Given instruction
Retype the data below line for line, without changing a single character.

Dataset rows:
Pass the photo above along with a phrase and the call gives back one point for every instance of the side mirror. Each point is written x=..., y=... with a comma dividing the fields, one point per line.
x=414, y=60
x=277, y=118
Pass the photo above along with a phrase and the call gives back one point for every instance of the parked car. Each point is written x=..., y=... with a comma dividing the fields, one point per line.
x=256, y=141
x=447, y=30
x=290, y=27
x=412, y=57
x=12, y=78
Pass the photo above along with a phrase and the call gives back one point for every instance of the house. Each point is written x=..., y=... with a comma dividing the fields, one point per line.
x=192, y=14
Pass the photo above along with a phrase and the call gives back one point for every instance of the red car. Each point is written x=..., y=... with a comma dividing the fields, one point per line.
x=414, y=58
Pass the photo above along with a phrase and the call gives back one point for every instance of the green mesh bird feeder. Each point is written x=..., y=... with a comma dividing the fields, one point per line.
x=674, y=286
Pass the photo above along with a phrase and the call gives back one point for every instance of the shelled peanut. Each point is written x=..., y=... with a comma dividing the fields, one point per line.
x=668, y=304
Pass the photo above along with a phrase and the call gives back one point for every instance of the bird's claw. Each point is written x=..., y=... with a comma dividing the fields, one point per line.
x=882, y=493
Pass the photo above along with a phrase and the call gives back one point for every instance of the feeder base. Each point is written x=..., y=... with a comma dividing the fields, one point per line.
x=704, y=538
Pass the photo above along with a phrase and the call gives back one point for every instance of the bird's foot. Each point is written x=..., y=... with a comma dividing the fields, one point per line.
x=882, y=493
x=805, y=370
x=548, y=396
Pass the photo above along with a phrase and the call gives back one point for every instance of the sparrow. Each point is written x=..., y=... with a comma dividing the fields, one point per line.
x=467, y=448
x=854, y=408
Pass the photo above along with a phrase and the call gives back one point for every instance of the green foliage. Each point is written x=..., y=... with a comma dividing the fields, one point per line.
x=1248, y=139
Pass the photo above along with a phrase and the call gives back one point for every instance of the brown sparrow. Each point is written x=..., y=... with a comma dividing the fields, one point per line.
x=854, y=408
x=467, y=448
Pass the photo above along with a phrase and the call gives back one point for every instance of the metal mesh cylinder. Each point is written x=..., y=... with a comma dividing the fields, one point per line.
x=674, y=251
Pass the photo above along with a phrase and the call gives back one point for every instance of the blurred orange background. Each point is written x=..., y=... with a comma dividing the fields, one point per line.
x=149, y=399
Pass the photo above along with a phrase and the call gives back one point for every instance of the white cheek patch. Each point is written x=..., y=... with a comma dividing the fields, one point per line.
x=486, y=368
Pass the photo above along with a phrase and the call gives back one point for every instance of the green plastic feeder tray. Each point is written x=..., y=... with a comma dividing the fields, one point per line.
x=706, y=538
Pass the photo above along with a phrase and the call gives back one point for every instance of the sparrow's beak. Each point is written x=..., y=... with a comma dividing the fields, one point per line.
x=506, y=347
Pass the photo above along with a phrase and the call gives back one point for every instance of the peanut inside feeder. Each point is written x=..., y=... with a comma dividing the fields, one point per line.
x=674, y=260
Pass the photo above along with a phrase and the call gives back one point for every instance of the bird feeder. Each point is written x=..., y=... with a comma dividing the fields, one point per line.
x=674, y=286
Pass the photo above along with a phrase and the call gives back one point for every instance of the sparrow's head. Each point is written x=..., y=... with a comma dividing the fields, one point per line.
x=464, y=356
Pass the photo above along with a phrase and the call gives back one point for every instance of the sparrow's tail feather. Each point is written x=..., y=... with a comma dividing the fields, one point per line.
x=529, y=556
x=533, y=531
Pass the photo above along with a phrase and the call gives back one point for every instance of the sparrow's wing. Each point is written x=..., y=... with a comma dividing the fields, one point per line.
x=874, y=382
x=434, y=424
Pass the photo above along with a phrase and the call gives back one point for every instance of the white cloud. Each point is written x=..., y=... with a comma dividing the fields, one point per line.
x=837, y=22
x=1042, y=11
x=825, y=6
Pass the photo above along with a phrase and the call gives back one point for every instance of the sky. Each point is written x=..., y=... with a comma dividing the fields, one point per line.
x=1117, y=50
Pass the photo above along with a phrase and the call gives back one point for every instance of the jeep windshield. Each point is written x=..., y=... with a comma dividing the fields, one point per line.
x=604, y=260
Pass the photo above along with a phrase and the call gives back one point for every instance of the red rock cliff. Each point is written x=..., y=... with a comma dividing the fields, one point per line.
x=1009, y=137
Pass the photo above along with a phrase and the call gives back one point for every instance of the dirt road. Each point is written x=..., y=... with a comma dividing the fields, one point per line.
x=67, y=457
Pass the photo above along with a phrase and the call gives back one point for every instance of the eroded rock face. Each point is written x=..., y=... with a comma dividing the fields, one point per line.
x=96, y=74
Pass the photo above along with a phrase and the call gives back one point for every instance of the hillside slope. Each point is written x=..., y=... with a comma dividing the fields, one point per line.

Completed task
Pass the photo above along with a phrase and the call gives back one point for every instance of the side mirror. Each point is written x=..., y=... with a comma dividing the fields, one point per line.
x=414, y=60
x=277, y=118
Pass the photo above along with a phrase and the call gives back one point for every instance of the parked car. Each point is written x=..., y=... with a comma dividing the fields, one point per line.
x=256, y=141
x=447, y=30
x=290, y=27
x=412, y=57
x=12, y=78
Pass the photo above along with a phrase and the call gives back one point for every instance of the house. Each point is written x=..., y=... with a comma dividing the fields, one point per line.
x=192, y=14
Pass the photo above along with a phrase and the call gives back one point for every instance of the red car. Each point is written x=..., y=... with a comma dividing the fields, one point per line.
x=414, y=58
Pass the photo above along with a phrase and the call gives back one point for every instance of the green mesh bird feeder. Each point is written x=..., y=... with a comma dividing the fields, one point per line.
x=674, y=286
Pass the photo above along with a phrase and the call gives back one point for every instance of the shelled peanut. Each point is written x=..., y=... with a comma dividing the fields, one point per line.
x=668, y=304
Pass the photo above along with a phrase and the call gives back one point for every instance of the bird's claw. Each point is written x=..., y=... with a comma dividing the fields, one point per line.
x=882, y=493
Pass the photo above along with a phrase and the call gives back one point for every instance of the feeder base. Each point is written x=..., y=... with a comma dividing the fields, one point per line.
x=704, y=538
Pass the photo above along with a phrase and the call gives back one point for every instance of the bird's foot. Each point is written x=..., y=... with a comma dividing the fields, one point per line.
x=882, y=493
x=805, y=370
x=548, y=396
Pass the photo above along with a phrase and the call gives back one point for every instance of the sparrow. Each point is written x=..., y=... with a comma dividing the fields, one point per line.
x=467, y=448
x=854, y=408
Pass the photo above along with a phrase and the call gives back one point for every instance of the green foliage. Each point is written x=..., y=... with a comma dividing the fields, one point per line.
x=1248, y=139
Pass the photo above along with a phrase and the call gives back one point for every instance of the brown sparrow. Each point is written x=..., y=... with a comma dividing the fields, one point per line.
x=854, y=408
x=467, y=448
Pass the photo above along with a phrase and the call gives back one point for every instance of the metal mesh cylinder. Each point is written x=..., y=... with a comma dividing the fields, one point per line.
x=674, y=251
Pass the photo above along with a phrase and the call gives back one point for every instance of the blurred orange background. Each point is written x=..., y=... with a comma dividing the fields, one point per line.
x=149, y=399
Pass the photo above along with a phrase and the call gives back one point for every instance of the white cheek patch. Each point is written x=..., y=... with a comma dividing the fields, one point per line.
x=486, y=368
Pass the photo above along with a phrase and the call gives back one point for every instance of the green plastic feeder tray. Each point is written x=..., y=... with a comma dividing the fields, one point per line.
x=706, y=538
Pass the photo above along with a phrase and the call gives back one point for every instance of the sparrow's beak. Each point is written x=..., y=... with a comma dividing the fields, one point per line.
x=506, y=347
Pass the photo above along with a phrase and the call gives back one point for every instance of the peanut inside feeder. Each point is written x=..., y=... with a comma dividing the fields, one point per line.
x=674, y=260
Pass the photo above along with a phrase and the call gives back one point for every instance of the bird feeder. Each point is written x=..., y=... with a comma dividing the fields, one point per line.
x=674, y=286
Pass the photo above along with a phrase and the call gives back one point for every instance of the sparrow's head. Each point is written x=..., y=... with a comma dividing the fields, one point per line.
x=464, y=356
Pass the photo above along with a phrase and the call gives back one point for every instance of the sparrow's tail feather. Each point is written x=..., y=... with a comma dividing the fields, one point per line.
x=529, y=556
x=533, y=531
Pass the photo above along with a phrase and the call gives back one point for every instance of the sparrow's wing. Each point is written x=..., y=... with a comma dividing the fields, one point per line.
x=874, y=382
x=434, y=424
Pass the photo above along with a phrase and the call gives back one point for every instance of the white cloud. Each point is written x=..., y=... with a comma dividing the fields, one point per line.
x=837, y=22
x=1042, y=11
x=825, y=6
Pass the photo above along with a phrase and the call gives back one point for every instance of the sky. Each point is written x=..., y=... with a comma dividing the fields, one point per line.
x=1117, y=50
Pass the photo above along with a phrase and the call gives back one point for every instance of the jeep windshield. Each point is written x=..., y=... with a comma dividing the fields, one point per line.
x=604, y=260
Pass the photo above along with a phrase and the call gives back one point for every instance of the red rock cliff. Each point is written x=..., y=... with a comma dividing the fields, one point per line.
x=1009, y=137
Pass the photo above along with a phrase and the call gives back one point for every instance of the dirt road. Each point is written x=..., y=... with a comma dividing the fields, one point per line.
x=67, y=457
Pass the photo above along with a phrase and the call gives back one point for every instance of the eroded rock face. Each point is written x=..., y=... with a comma dividing the fields, one point per line.
x=96, y=74
Pass the photo above along with a phrase and the call gives back one point for every instance of the hillside slope. Each point is written x=..., y=... with a comma dividing the fields, one point per line.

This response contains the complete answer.